> Excerpt:
···

GPT-4 Sees the Big Picture
The next big thing in LLMs has arrived today with OpenAI's GPT-4 that accepts both text and image inputs, and offers improved performance.
Unless you have been living under a rock for the past few months, you are at the very least aware of ChatGPT and the shockwaves it has sent through the world of machine learning and beyond. This language model has been well received for its generally very good ability to answer questions asked in plain language, with a response that sounds like it was written by a human. Since the initial release of the model, many have even begun to question what the future of long-established technologies, like internet search engines, will look like in the years to come.
Today, ChatGPT is powered by a large language model in the GPT-3 family — GPT-3.5 to be specific. But today, OpenAI announced the release of the next major version of their GPT models with GPT-4, which promises to improve on the successes of GPT-3.5 in many ways. OpenAI claims that this model is better equipped for solving difficult problems with better accuracy, and that it has a broader knowledge base to draw from. Moreover, GPT-4 understands more than just text, it can also “see” by examining images that are provided by the user along with their text prompt.
Sounds good, but how does GPT-4 measure up against GPT-3.5? Testing showed that this latest iteration of the model is capable of passing a simulated bar exam with a score in the top 10% of all test takers. In contrast, GPT-3.5 scored in the bottom 10% on the same exam. It is in complex reasoning skills, like those required in taking the bar exam, that GPT-4 really shines. For more casual conversations, the differences between the models will be more subtle, and perhaps even difficult to detect.

···

> Given information:
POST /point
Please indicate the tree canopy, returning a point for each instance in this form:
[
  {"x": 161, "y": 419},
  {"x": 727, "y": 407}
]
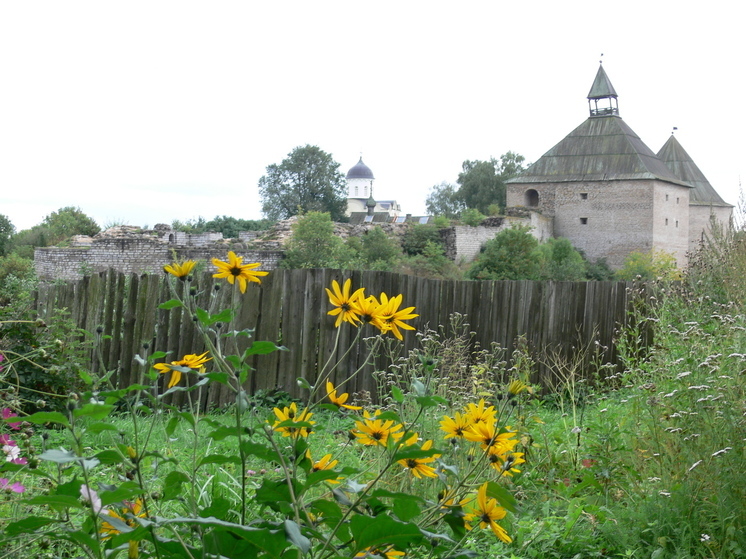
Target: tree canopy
[
  {"x": 482, "y": 183},
  {"x": 307, "y": 180}
]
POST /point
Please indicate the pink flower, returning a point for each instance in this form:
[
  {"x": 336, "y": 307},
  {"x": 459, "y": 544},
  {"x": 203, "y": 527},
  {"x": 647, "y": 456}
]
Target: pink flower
[
  {"x": 8, "y": 413},
  {"x": 15, "y": 488}
]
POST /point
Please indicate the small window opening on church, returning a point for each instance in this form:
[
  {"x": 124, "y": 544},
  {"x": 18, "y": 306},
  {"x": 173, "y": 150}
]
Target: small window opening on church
[{"x": 532, "y": 198}]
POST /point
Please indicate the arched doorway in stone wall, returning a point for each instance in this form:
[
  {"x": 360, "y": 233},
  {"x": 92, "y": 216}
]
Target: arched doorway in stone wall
[{"x": 531, "y": 198}]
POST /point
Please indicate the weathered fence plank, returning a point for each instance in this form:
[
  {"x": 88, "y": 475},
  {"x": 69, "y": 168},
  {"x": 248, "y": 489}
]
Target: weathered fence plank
[{"x": 291, "y": 306}]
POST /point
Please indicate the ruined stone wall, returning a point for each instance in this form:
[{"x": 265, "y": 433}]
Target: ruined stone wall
[
  {"x": 137, "y": 256},
  {"x": 464, "y": 242}
]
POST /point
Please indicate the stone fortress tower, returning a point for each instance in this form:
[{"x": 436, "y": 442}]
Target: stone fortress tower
[{"x": 610, "y": 194}]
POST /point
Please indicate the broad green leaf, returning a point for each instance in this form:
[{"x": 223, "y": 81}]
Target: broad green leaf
[
  {"x": 397, "y": 394},
  {"x": 382, "y": 530},
  {"x": 95, "y": 411},
  {"x": 172, "y": 485},
  {"x": 97, "y": 428},
  {"x": 218, "y": 459},
  {"x": 292, "y": 532},
  {"x": 28, "y": 525},
  {"x": 59, "y": 456},
  {"x": 110, "y": 457},
  {"x": 41, "y": 417},
  {"x": 56, "y": 501}
]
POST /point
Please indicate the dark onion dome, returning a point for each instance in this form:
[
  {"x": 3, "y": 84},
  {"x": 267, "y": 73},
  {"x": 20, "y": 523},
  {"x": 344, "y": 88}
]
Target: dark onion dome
[{"x": 360, "y": 171}]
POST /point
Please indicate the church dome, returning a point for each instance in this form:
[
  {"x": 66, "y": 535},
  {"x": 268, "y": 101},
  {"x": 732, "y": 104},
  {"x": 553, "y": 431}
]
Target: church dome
[{"x": 360, "y": 171}]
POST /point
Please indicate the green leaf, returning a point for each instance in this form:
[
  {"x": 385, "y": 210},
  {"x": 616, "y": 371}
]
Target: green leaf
[
  {"x": 262, "y": 348},
  {"x": 28, "y": 525},
  {"x": 172, "y": 484},
  {"x": 59, "y": 456},
  {"x": 218, "y": 459},
  {"x": 41, "y": 417},
  {"x": 110, "y": 457},
  {"x": 95, "y": 411},
  {"x": 172, "y": 304},
  {"x": 57, "y": 502},
  {"x": 382, "y": 530},
  {"x": 171, "y": 425},
  {"x": 397, "y": 394},
  {"x": 125, "y": 491},
  {"x": 292, "y": 532},
  {"x": 504, "y": 498},
  {"x": 418, "y": 388},
  {"x": 97, "y": 428}
]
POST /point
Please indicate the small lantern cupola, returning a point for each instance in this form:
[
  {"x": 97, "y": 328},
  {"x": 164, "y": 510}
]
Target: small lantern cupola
[
  {"x": 602, "y": 91},
  {"x": 360, "y": 181}
]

···

> Work task 1: Quote the GPT-4 article from "Today, ChatGPT is" to "their text prompt.".
> Work task 2: In one to three sentences, explain why the GPT-4 article says ChatGPT has been well received.
> Work task 3: Write what comes next in the GPT-4 article, starting after its final sentence.
The data is separate material, unrelated to the GPT-4 article.

> Response 1:
Today, ChatGPT is powered by a large language model in the GPT-3 family — GPT-3.5 to be specific. But today, OpenAI announced the release of the next major version of their GPT models with GPT-4, which promises to improve on the successes of GPT-3.5 in many ways. OpenAI claims that this model is better equipped for solving difficult problems with better accuracy, and that it has a broader knowledge base to draw from. Moreover, GPT-4 understands more than just text, it can also “see” by examining images that are provided by the user along with their text prompt.

> Response 2: ChatGPT has been well received because of its generally very good ability to answer questions asked in plain language. Its responses also sound as if a human wrote them.

> Response 3:
The vision capabilities are probably the most eye-catching feature of this new release. Users can now include images inline with text prompts and the model will assess the content of both before responding with text. It has been shown to be capable of, for example, describing in detail what is present in an image. However, the image input capability is still only available as a research preview, and the exact use cases that this function will excel at are still being discovered.
In addition to the normal user prompts, the new interface also allows for the specification of system messages. These messages let the user steer the direction of a chat session, and specify things like the style that the chatbot should respond in. This can provide for significant customization of the user’s experience.
While many improvements have been made, the model is still certainly not perfect. It is not fully reliable, and can still confidently invent facts that are untrue. Notably, GPT-4 is more reliable in this way than GPT-3.5, so progress has been made in the right direction.
One of the more controversial features of ChatGPT is that OpenAI has intentionally built certain bounds into the model that control what it can and cannot say. OpenAI maintains that this is to make the chatbot safer and less biased. Opponents of this move hold that this only serves to inject the biases of OpenAI into their products and introduce cumbersome limits on free speech. GPT-4 is no different in this regard, with these same types of behavior modifications having been put in place.
GPT-4 is being rolled out via the same ChatGPT interface that we have come to know. Subscribers to ChatGPT Plus already have limited access to the new model. For those without a subscription, you will have to get on the waiting list for access. The image input capability is also restricted at this time, with only a single partner helping to test this capability so far.